─── Document excerpt ───

The largest cargo ship to visit the United States, the CMA CGM Benjamin Franklin, arrived in Seattle on Monday morning,
underscoring the fierce competition the Puget Sound ports are facing as they seek to attract ever-larger ships.

The largest cargo ship to visit the United States, the CMA CGM Benjamin Franklin, arrived in Seattle Monday morning to greetings from Seattle Mayor Ed Murray and other dignitaries and a flurry of media coverage.

Longer than the Empire State Building, wider than the width of a football field and as tall as a 20-floor building, the gigantic ship loomed at The Northwest Seaport Alliance's Terminal 18 as Murray proclaimed Seattle's past, present and future as a center of the maritime industry.

But beneath the pomp and publicity, the big ship's arrival underscores the fierce competition the Puget Sound ports are facing as they seek to attract these ever-larger ships. Global container traffic is flat, shipping companies are seeking to make fewer ports of call, and competition is strengthening everywhere -- from ports in Canada to those on the East Coast awaiting the widening of the Panama Canal.

The visit by the Benjamin Franklin is intended to show that The Northwest Seaport Alliance -- the marine cargo operating partnership of the ports of Seattle and Tacoma -- can handle such big ships, which are seen as the future of the industry.

At 1,300 feet long, 177 feet wide and 197 feet tall, the Benjamin Franklin has a capacity of 18,000 TEUs (or twenty foot equivalent units -- the standard unit of measurement for cargo capacity).

Typical-size container vessels now run in the range of 8,000 to10,000 TEUs -- itself a rapid change from 10 years ago, when 6,000 TEUs was the average, said Peter McGraw, a spokesman for The Northwest Seaport Alliance.

"It'll probably be several years before we see something that big again," McGraw said of the Benjamin Franklin. "But we'll be seeing larger vessels in the 13,000 to 14,000 size before that."

The Benjamin Franklin, owned by French container shipping company CMA CGM, is stopping in Seattle, after previous stops in Long Beach and Oakland. It's part of a test call to see how quickly cranes at the ports can load and unload, how quickly containers can be moved to and from the port, and how quickly the items can be delivered to their final destinations.

On this visit, the ship will be unloading cargo from China including electronics, clothing, furniture and sporting goods intended for the likes of Target, Best Buy and Amazon.

Because the Benjamin Franklin greatly exceeds the size of ships the ports usually see, the test call will show what parts of the infrastructure need to be expanded or upgraded.

Terminal 18 already has the cranes to handle this size vessel, and the alliance is upgrading Terminal 5 to make it big-ship ready as well, McGraw said.

It will take about $400 million to $600 million to update the terminals, estimated John Wolfe, CEO of Northwest Seaport Alliance.

But it's not just the terminals themselves that would need upgrading. Over the next 10 years, a total of about $800 million to $1 billion will be needed to upgrade the terminals in the Seaport Alliance and the connecting freight infrastructure, including the network of roads and rails, Wolfe said.

He said a mix of federal, state and local grants, and private-sector support, as well as the ports' own revenue streams, could fund the upgrades.

The upgrades are seen as important for the port to remain competitive at a time when many West Coast ports are seeing flat or lower container traffic.

─── Items ───

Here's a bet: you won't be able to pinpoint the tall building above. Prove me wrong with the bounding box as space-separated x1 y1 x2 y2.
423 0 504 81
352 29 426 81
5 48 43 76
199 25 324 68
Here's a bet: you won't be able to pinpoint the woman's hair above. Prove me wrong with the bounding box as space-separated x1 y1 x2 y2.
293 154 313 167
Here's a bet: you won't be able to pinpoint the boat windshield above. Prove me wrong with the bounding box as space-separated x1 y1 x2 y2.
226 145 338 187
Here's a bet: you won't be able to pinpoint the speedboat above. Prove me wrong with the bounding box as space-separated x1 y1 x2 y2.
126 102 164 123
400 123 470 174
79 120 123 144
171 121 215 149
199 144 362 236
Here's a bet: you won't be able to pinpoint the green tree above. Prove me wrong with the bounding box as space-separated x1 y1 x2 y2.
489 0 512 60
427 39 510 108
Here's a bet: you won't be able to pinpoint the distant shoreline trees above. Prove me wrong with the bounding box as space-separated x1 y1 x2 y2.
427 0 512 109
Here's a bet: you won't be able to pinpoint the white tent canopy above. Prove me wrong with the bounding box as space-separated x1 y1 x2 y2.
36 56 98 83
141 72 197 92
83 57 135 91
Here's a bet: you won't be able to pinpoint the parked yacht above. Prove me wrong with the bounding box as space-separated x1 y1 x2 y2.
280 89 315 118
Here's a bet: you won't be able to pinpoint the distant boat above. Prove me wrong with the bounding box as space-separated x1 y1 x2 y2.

───

Written request 1
In the article on the Benjamin Franklin's visit to Seattle, where did the ship stop before arriving in Seattle?
Written request 2
Return the passage from the article on the Benjamin Franklin's visit to Seattle that runs between "But beneath the" and "for cargo capacity).", inclusive, copied word for word.

Right answer 1
Long Beach and Oakland

Right answer 2
But beneath the pomp and publicity, the big ship's arrival underscores the fierce competition the Puget Sound ports are facing as they seek to attract these ever-larger ships. Global container traffic is flat, shipping companies are seeking to make fewer ports of call, and competition is strengthening everywhere -- from ports in Canada to those on the East Coast awaiting the widening of the Panama Canal.

The visit by the Benjamin Franklin is intended to show that The Northwest Seaport Alliance -- the marine cargo operating partnership of the ports of Seattle and Tacoma -- can handle such big ships, which are seen as the future of the industry.

At 1,300 feet long, 177 feet wide and 197 feet tall, the Benjamin Franklin has a capacity of 18,000 TEUs (or twenty foot equivalent units -- the standard unit of measurement for cargo capacity).